デブサミ御礼の文章のうち、「原風景として、2000年前後」で始まり「きた10年だった気がします。」まで続く部分を一字一句変えずに書き写してください。

> **抜粋テキスト**:
····················
江青日誌

夢は野山を駆け巡る

デブサミ2012御礼







Developers Summit2012(通称:デブサミ)に来場頂いた皆様、お話ししてくださった方々、スポンサードしてくださった方々、オフィシャルコミュニティの皆様、ありがとうございました。まずは事故なく無事に終わってほっとしています。至らぬこと、行き届かなかったことも多々あったかと思います。この場を借りてお詫びいたします。
事故なく今回が終わったということは、10回事故なく終わったということです。正直、10年こんな形でやれるとは思っておりませんでした。当初「10年続ける」というカラ手形しか差し出すものがありませんでした。もし、景気が悪くなり、どこもスポンサーが付かなくなった場合は、弊社の会議室などで最悪開催するつもりの「10回やります」でした。
原風景として、2000年前後にSIerの経営者インタビューに行く企画を担当しました。使ったことがないテクノロジーを延々と非難して悦に浸っている人達を何人も見ました。「エンジニア」が使っていないテクノロジーを否定するとは何事か!プロフェッショナルではない!この会社の部下たちはきっと、テクノロジーの潮流を味わうことができないのではないだろうか?と思ったことをまざまざと覚えています。*1
とにかく、そんなちっちゃい自分の世界で悦に浸っているおじさんたちを相手にするのではなく、未来を作ろうとしている人たちを一同に介す祭を、コミュニティの皆さんと共に作ることことで、「デベロッパーが世の中を変えるエンジンになれるのではないか?」「ベンダのエライ人がしゃべるのではなく、コミュニティの中にこそ開発の現場の本音のがあるのでは?」「その人しか言えない言葉を喋ってもらう」ことを心に刻み、節操無くとにかく力があるものを取り上げて「テクノロジーのデパ地下を作る」ことを、コンテンツ委員の皆さんと共に心がけて構成してきた10年だった気がします。
····················
> **輪郭ラベル付け項目**:
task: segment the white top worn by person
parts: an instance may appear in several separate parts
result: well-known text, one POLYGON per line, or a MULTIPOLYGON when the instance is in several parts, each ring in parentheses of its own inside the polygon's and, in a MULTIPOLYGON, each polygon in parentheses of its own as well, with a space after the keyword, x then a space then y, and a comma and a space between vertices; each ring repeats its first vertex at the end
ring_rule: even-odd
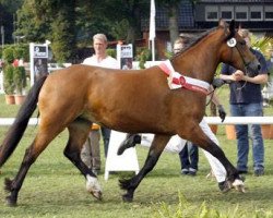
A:
MULTIPOLYGON (((107 38, 104 34, 96 34, 93 36, 93 47, 95 53, 86 58, 83 61, 83 64, 95 65, 102 68, 119 69, 118 61, 115 58, 111 58, 107 55, 107 38)), ((83 145, 81 153, 81 158, 83 162, 93 170, 94 173, 99 173, 100 171, 100 148, 99 148, 99 129, 92 128, 92 131, 88 135, 87 141, 83 145)), ((104 140, 104 152, 105 157, 107 157, 108 145, 110 141, 110 130, 102 126, 102 134, 104 140)))

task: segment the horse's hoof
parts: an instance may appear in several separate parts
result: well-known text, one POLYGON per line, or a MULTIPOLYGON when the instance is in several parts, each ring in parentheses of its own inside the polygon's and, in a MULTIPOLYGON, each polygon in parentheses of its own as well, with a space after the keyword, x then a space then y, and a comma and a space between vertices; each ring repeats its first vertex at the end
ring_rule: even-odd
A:
POLYGON ((98 192, 92 192, 91 193, 96 199, 103 201, 103 193, 100 191, 98 192))
POLYGON ((17 206, 16 201, 12 199, 11 196, 5 197, 5 203, 9 207, 15 207, 17 206))
POLYGON ((218 183, 218 187, 222 193, 226 193, 232 190, 232 184, 228 181, 224 181, 218 183))
POLYGON ((233 182, 233 186, 234 186, 234 189, 237 190, 238 192, 246 193, 245 184, 244 184, 242 180, 236 179, 236 180, 233 182))
POLYGON ((122 199, 123 199, 123 202, 127 202, 127 203, 132 203, 133 202, 133 197, 131 195, 129 195, 129 194, 123 194, 122 199))

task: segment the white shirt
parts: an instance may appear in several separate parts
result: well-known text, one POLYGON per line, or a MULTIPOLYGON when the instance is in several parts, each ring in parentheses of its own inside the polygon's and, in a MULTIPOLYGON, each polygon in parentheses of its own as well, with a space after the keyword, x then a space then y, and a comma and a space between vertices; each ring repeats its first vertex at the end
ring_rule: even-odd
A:
POLYGON ((99 62, 95 56, 92 56, 90 58, 86 58, 83 61, 83 64, 110 68, 110 69, 119 69, 118 61, 115 58, 111 58, 110 56, 107 56, 105 59, 100 60, 99 62))

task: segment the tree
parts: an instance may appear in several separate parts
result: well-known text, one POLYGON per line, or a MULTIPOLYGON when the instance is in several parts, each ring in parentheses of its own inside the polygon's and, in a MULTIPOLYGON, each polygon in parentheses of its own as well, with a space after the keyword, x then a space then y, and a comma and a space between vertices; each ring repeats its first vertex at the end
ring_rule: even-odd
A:
POLYGON ((14 14, 22 5, 23 0, 0 0, 0 26, 4 27, 4 43, 13 41, 13 31, 16 27, 14 14))
POLYGON ((169 37, 171 45, 174 45, 175 40, 179 36, 178 9, 181 3, 181 0, 157 0, 157 3, 159 7, 164 7, 168 10, 169 37))

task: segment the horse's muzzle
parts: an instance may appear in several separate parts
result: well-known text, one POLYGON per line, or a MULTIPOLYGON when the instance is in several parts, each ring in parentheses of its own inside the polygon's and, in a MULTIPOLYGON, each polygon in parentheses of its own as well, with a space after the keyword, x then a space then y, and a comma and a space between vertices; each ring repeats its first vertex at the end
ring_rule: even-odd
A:
POLYGON ((259 71, 261 70, 260 62, 256 59, 254 61, 251 61, 246 66, 246 72, 249 77, 254 77, 259 74, 259 71))

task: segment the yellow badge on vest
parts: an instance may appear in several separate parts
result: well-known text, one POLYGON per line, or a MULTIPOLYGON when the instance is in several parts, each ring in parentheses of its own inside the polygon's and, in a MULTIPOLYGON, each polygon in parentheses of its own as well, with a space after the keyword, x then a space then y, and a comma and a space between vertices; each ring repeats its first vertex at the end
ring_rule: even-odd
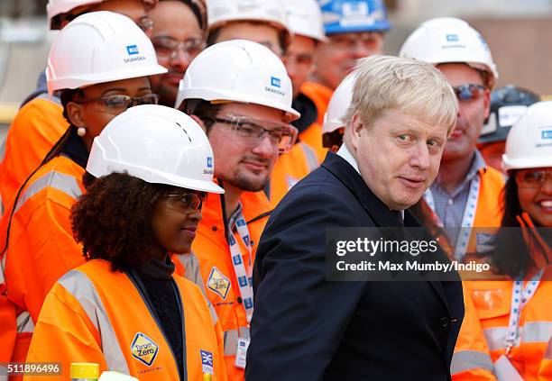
····················
> **完了した課題**:
原風景として、2000年前後にSIerの経営者インタビューに行く企画を担当しました。使ったことがないテクノロジーを延々と非難して悦に浸っている人達を何人も見ました。「エンジニア」が使っていないテクノロジーを否定するとは何事か!プロフェッショナルではない!この会社の部下たちはきっと、テクノロジーの潮流を味わうことができないのではないだろうか?と思ったことをまざまざと覚えています。*1
とにかく、そんなちっちゃい自分の世界で悦に浸っているおじさんたちを相手にするのではなく、未来を作ろうとしている人たちを一同に介す祭を、コミュニティの皆さんと共に作ることことで、「デベロッパーが世の中を変えるエンジンになれるのではないか?」「ベンダのエライ人がしゃべるのではなく、コミュニティの中にこそ開発の現場の本音のがあるのでは?」「その人しか言えない言葉を喋ってもらう」ことを心に刻み、節操無くとにかく力があるものを取り上げて「テクノロジーのデパ地下を作る」ことを、コンテンツ委員の皆さんと共に心がけて構成してきた10年だった気がします。